Labeled-object pointing entries:
-- start --

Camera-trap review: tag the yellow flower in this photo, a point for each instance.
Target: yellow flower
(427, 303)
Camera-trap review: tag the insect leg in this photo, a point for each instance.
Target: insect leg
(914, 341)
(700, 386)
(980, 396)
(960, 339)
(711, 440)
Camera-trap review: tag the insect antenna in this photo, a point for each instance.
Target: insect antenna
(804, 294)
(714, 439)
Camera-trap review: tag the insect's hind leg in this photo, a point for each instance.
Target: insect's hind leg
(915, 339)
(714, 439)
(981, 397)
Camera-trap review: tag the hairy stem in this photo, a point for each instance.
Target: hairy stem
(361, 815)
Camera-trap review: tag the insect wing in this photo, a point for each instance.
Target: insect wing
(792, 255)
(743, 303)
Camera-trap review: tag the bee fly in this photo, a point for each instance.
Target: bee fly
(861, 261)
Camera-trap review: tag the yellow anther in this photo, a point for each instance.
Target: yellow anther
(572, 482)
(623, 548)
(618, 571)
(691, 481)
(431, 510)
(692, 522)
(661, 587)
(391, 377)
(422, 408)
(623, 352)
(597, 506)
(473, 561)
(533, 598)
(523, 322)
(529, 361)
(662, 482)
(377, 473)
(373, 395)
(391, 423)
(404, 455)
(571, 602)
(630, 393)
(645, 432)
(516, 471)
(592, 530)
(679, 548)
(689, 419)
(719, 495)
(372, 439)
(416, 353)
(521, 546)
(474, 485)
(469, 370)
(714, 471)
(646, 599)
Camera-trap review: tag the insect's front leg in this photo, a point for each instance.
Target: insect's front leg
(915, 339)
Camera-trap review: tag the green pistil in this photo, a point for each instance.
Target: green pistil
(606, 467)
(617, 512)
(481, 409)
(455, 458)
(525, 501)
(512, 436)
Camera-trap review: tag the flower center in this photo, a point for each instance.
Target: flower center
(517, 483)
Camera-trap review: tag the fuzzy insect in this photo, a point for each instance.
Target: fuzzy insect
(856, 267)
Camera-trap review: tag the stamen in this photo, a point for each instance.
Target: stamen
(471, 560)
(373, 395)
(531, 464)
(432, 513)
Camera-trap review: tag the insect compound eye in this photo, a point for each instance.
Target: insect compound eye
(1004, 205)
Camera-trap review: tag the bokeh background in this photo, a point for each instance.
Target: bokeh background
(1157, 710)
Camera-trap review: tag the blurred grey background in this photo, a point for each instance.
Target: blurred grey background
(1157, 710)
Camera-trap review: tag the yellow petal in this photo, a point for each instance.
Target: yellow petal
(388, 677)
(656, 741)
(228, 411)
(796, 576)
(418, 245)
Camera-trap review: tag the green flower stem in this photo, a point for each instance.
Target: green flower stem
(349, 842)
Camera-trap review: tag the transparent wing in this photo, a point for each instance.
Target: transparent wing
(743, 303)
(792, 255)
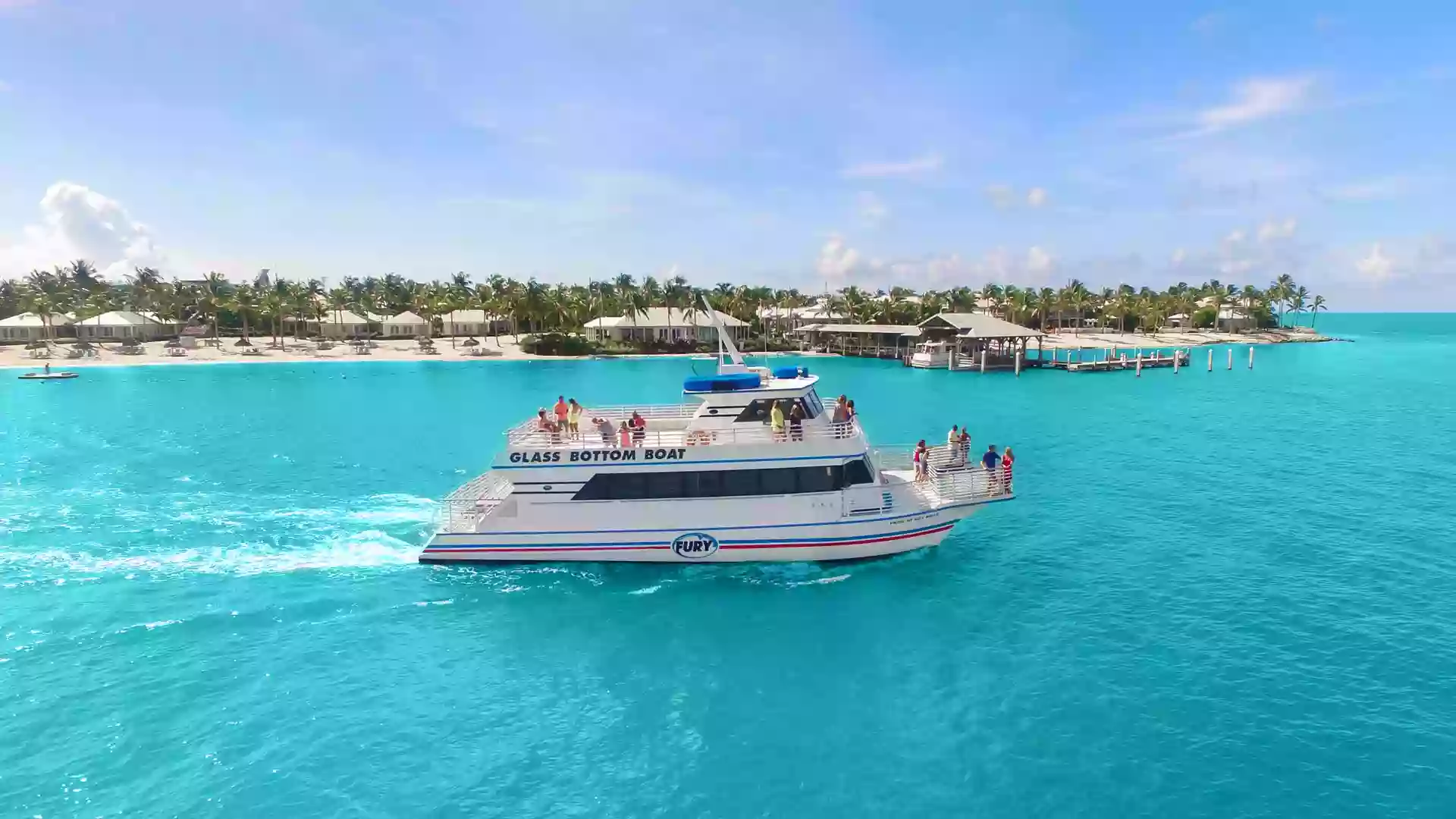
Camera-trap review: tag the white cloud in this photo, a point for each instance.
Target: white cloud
(1001, 196)
(1369, 190)
(1258, 98)
(79, 223)
(1272, 231)
(916, 167)
(1207, 24)
(871, 209)
(1040, 261)
(1376, 265)
(836, 261)
(1006, 197)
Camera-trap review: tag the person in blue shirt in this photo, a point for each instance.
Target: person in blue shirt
(990, 460)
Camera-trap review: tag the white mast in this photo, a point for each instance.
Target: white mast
(726, 347)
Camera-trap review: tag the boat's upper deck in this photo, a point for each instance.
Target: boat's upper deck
(731, 410)
(673, 426)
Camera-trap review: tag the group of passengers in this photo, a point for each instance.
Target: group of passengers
(959, 450)
(788, 425)
(564, 422)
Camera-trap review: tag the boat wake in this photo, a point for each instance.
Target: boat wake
(363, 550)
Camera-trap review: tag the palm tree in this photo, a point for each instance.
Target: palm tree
(210, 297)
(340, 299)
(271, 308)
(96, 303)
(1313, 309)
(1046, 303)
(1296, 302)
(674, 292)
(1280, 292)
(245, 303)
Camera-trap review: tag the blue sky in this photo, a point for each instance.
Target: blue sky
(794, 143)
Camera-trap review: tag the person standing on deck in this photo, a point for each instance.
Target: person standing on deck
(574, 419)
(606, 428)
(990, 461)
(839, 416)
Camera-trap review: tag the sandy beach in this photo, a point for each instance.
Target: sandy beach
(290, 350)
(153, 353)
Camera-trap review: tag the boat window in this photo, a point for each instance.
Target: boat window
(742, 483)
(664, 484)
(778, 482)
(856, 472)
(820, 479)
(723, 483)
(813, 403)
(704, 484)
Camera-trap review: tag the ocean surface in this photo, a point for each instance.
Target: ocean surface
(1226, 594)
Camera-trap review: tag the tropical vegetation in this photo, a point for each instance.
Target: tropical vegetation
(533, 306)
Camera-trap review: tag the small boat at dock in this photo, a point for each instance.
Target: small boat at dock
(50, 376)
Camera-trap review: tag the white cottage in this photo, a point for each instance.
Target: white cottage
(472, 322)
(30, 327)
(117, 325)
(343, 324)
(664, 324)
(405, 324)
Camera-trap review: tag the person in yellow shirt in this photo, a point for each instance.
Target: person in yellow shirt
(574, 419)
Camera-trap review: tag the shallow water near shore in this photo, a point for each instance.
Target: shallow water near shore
(1218, 594)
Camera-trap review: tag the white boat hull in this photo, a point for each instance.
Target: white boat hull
(845, 539)
(930, 360)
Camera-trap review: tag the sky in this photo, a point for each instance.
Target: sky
(810, 145)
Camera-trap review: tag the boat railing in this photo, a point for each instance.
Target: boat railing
(588, 438)
(463, 509)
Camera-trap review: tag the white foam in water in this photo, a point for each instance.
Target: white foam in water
(369, 548)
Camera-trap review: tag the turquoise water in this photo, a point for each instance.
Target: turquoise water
(1225, 594)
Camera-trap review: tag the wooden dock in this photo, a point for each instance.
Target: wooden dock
(1156, 359)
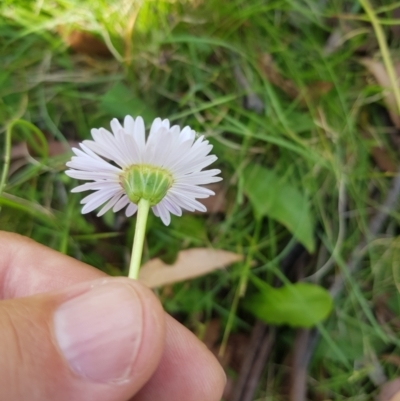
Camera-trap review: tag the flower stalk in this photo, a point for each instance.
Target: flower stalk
(138, 240)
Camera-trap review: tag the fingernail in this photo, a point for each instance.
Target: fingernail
(99, 331)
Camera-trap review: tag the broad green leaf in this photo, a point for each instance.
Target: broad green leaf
(298, 305)
(280, 200)
(120, 101)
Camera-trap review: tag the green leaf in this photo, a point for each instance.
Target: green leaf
(271, 196)
(120, 101)
(298, 305)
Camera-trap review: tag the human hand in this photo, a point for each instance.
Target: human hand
(69, 332)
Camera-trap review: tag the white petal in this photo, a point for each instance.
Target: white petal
(110, 203)
(115, 126)
(139, 133)
(164, 214)
(171, 206)
(129, 124)
(91, 175)
(96, 199)
(131, 210)
(155, 126)
(97, 185)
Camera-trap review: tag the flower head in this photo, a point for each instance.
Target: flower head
(123, 167)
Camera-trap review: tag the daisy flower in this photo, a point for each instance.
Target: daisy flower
(123, 167)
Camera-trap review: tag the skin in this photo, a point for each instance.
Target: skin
(171, 364)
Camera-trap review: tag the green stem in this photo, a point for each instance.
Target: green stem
(387, 60)
(140, 229)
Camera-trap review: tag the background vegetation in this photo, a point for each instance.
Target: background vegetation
(299, 100)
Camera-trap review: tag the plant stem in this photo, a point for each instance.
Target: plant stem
(387, 60)
(140, 229)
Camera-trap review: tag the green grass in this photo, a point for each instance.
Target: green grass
(177, 60)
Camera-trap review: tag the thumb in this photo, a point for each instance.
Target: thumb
(98, 340)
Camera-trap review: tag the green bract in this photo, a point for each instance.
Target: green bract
(141, 181)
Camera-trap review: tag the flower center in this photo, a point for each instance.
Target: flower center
(147, 182)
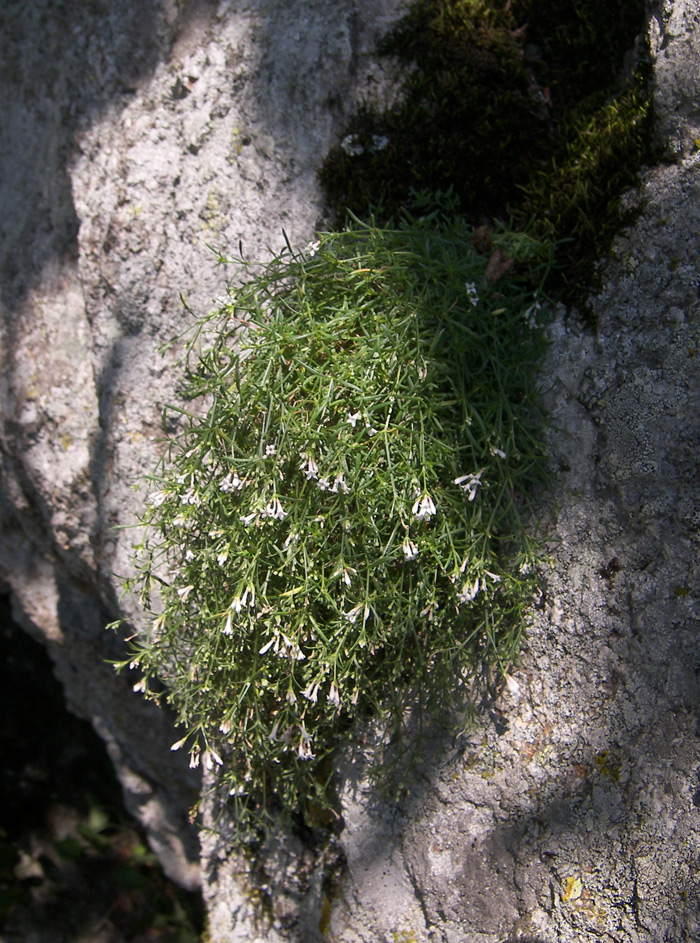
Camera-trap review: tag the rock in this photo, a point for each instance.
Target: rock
(675, 46)
(135, 135)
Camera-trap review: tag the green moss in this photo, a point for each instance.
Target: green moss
(523, 109)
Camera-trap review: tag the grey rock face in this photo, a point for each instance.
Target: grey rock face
(133, 135)
(675, 45)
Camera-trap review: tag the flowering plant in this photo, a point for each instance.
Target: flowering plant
(339, 535)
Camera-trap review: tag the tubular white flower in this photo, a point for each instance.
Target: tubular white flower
(339, 484)
(469, 484)
(468, 593)
(424, 508)
(311, 692)
(311, 469)
(231, 482)
(274, 510)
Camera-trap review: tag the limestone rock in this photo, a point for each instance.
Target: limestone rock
(134, 134)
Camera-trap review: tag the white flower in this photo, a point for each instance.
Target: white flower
(304, 752)
(424, 508)
(333, 696)
(231, 482)
(530, 315)
(354, 613)
(339, 484)
(469, 592)
(210, 757)
(191, 497)
(275, 510)
(311, 692)
(311, 469)
(469, 484)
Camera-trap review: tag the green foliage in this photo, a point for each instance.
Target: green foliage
(340, 534)
(522, 107)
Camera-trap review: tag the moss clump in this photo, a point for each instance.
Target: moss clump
(340, 536)
(524, 109)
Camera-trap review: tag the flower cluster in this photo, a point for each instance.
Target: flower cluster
(337, 536)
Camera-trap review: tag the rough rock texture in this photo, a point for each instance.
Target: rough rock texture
(571, 813)
(134, 134)
(674, 36)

-- end --

WRITTEN PROBLEM: Please set out, as a numbered list with no blank lines, the stretch of the records that opens with the line containing "Camera-trap review: tag the white flower" and runs through the last line of the records.

TASK SOLUTION:
1. Camera-trap review: tag the white flower in this photo, a point for each instance.
2. Target: white flower
3. (304, 752)
4. (424, 508)
5. (333, 696)
6. (231, 482)
7. (530, 315)
8. (354, 613)
9. (339, 484)
10. (469, 592)
11. (210, 757)
12. (191, 497)
13. (275, 510)
14. (311, 692)
15. (311, 469)
16. (469, 484)
17. Camera-trap review: tag the green foliage in this photo, a point for each instance.
18. Target: green foliage
19. (340, 534)
20. (522, 107)
21. Camera-trap review: tag the moss clump in this photo, a point for each instance.
22. Target: moss clump
23. (340, 536)
24. (524, 109)
25. Camera-trap review: tag the flower cluster in this photo, a point for each instance.
26. Target: flower cluster
27. (337, 536)
28. Camera-trap review: tag the rough rock texture in this photo, a point for each instance.
29. Target: rough rock texture
30. (571, 813)
31. (134, 134)
32. (674, 36)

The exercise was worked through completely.